Data records:
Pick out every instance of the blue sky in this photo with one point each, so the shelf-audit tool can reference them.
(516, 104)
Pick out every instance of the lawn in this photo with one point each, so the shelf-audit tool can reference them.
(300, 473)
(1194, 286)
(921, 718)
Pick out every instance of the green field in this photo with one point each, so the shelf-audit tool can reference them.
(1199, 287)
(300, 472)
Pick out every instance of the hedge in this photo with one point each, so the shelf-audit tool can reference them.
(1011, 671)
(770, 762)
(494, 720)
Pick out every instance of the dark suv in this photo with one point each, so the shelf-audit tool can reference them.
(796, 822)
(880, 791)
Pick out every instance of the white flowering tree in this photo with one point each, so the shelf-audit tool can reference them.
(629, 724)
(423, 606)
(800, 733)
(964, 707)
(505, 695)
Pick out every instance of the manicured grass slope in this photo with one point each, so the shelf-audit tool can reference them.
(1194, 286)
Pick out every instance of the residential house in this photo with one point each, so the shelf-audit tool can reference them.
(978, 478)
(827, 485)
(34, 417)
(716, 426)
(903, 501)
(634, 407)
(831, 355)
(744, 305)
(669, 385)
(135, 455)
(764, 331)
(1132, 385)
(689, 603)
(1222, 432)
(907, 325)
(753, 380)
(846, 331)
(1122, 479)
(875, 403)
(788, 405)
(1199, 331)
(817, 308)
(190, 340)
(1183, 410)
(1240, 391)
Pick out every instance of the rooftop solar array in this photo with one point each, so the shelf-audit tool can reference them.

Exercise:
Write out all the items again, changing "shelf-audit tool" to "inventory checker" wherever it appears and keeping everything else the same.

Task response:
Pick out every instance of the blue sky in this photo with one point each, so the inventory checker can reference them.
(516, 104)
Pick out every instance of the lawn in this photo with one point each, so the inventory checker can reference them.
(300, 473)
(1194, 286)
(921, 718)
Pick out every instance of the green field in this photo with one point each, so the inventory checker can reference them.
(1199, 287)
(300, 472)
Pick out every instance of the hedge in this photo with one point each, so the inventory checker can reference them.
(1011, 671)
(770, 762)
(494, 720)
Pick out every instance of the dark suv in this photo with one point each, so the inventory checker can reference them.
(796, 822)
(880, 791)
Pick out every instance of the white flowering tree in this photo with one point each, so the inventory checker can reference them.
(629, 724)
(423, 606)
(800, 733)
(964, 707)
(505, 695)
Pick out every instance of the manicured grass slope in this photo with one point each, so the inventory checker can reference them.
(1194, 286)
Pick out every instance of the residential house in this photo with one point each, so the inventory checker can reference them.
(978, 478)
(827, 485)
(34, 417)
(716, 426)
(903, 501)
(634, 407)
(831, 355)
(744, 305)
(669, 385)
(135, 455)
(764, 331)
(1132, 385)
(689, 603)
(1222, 432)
(907, 325)
(753, 380)
(846, 331)
(1122, 479)
(875, 403)
(788, 405)
(1199, 331)
(817, 308)
(190, 340)
(1183, 410)
(1240, 391)
Pick out every instance of the rooftop solar array in this photo with one point each, so the inventory checker can reference them.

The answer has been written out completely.